> **Tarefa proposta 1**:
Traduza para o inglês a seguinte frase do texto de origem: "Para melhor compreender o estágio do debate, importante fazer uma breve digressão."
> **Tarefa proposta 2**:
Reescreva de forma mais concisa o parágrafo do texto de origem que começa com "Ao passar do tempo, na história do mundo", preservando seus fatos principais.
> **Tarefa proposta 3**:
Segundo o texto de origem, de que ano provêm os artigos 2º e 3º da CLT?

> **Texto de origem**:
Este artigo tem por finalidade demonstrar que o trabalho em plataforma, seguindo a modernidade, é uma relação de trabalho que, não necessariamente é regida pelo vínculo de emprego celetista, pelo que, na visão deste articulista, as premissas da subordinação algorítmica é equivocada e não há subordinação entre autônomo e plataforma.

25/4/2024

As tecnologias vêm invadindo o campo da prestação de serviços (latu sensu), num contexto que se convencionou qualificar de economia on demandou de plataformas, incitando no debate nacional e internacional – seja no âmbito da praxe judicial ou da área acadêmica - relevante reflexão sobre a forma de como esse serviço está sendo prestado e, por via de consequência, de qual seria a sua efetiva natureza jurídica. Ao passo que alguns defendem que a relação é de prestação de serviços, de natureza autônoma, sem subordinação, outros buscam, a qualquer custo, defender a existência de subordinação direta nos trabalhos plataformizados, à luz do art. 2º e 3º da CLT.

Para melhor compreender o estágio do debate, importante fazer uma breve digressão.

Ao passar do tempo, na história do mundo, formas de organização da economia, à exemplo do feudalismo, do mercantilismo e do capitalismo, foram surgindo e se transformando, encontrando a sua primeira faceta mais paradigmática na revolução industrial, com a criação de formas de organização do trabalho, surgimento do sindicalismo na Europa, o Toyotismo na Ásia e o fordismo nos EUA.

Na esteira dessas revoluções, baseadas no incremento tecnológico, a forma da prestação de serviços foi se transformando, entretanto, as leis brasileiras não seguiram estes avanços e, infelizmente, diante de uma nova revolução, chamada de quarta revolução industrial2, os juristas se veem diante de uma guerra avançada cujos equipamentos de batalha são obsoletos, isto é,  novas formas de relação de trabalho surgem, como o plataformizado, mas a sua análise/interpretação continuar consubstanciada em conceitos extraídos de uma leitura anacrônica do art. 2º e 3º da CLT, que advém do longínquo ano de 1943.

Como sabido, à luz do art. 2º e 3º da CLT, para configuração do vínculo de emprego, necessário em juízo comprovar a subordinação direta ao empregador, já os outros requisitos, apesar de serem importantes, geralmente estão presentes nas relações autônomas. Nesse sentido, a doutrina do ministro do Tribunal Superior do Trabalho Maurício Godinho Delgado3:

A subordinação corresponde ao polo antitético e combinado do poder de direção existente no contexto da relação de emprego. Consiste, assim, na situação jurídica derivada do contrato de trabalho, pela qual o empregado compromete-se a acolher o poder de direção empresarial no modo de realização de sua prestação de serviços.  Traduz-se, em suma, na “situação em que se encontra o trabalhador, decorrente da limitação contratual da autonomia de sua vontade, para o fim de transferir ao empregador o poder de direção sobre a atividade que desempenhará.

> **Itens fornecidos**:
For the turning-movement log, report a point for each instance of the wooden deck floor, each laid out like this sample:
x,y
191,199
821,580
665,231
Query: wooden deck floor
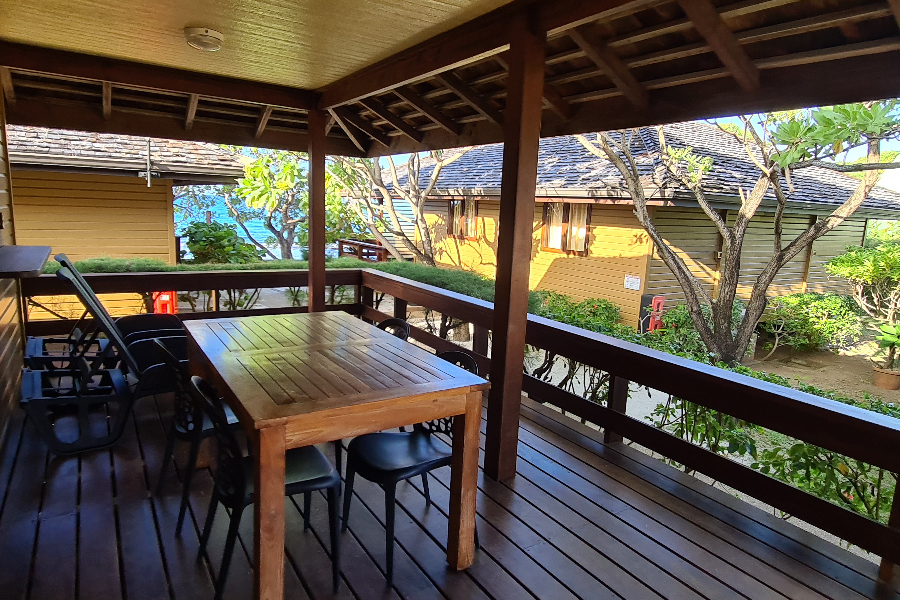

> **Resultado da tarefa 1**:
To better understand the current stage of the debate, it is important to make a brief digression.

> **Resultado da tarefa 2**:
Ao longo da história, surgiram e se transformaram formas de organização da economia, como o feudalismo, o mercantilismo e o capitalismo. Sua primeira faceta mais paradigmática foi a revolução industrial, que trouxe novas formas de organização do trabalho, o sindicalismo na Europa, o toyotismo na Ásia e o fordismo nos EUA.

> **Resultado da tarefa 3**:
Do ano de 1943.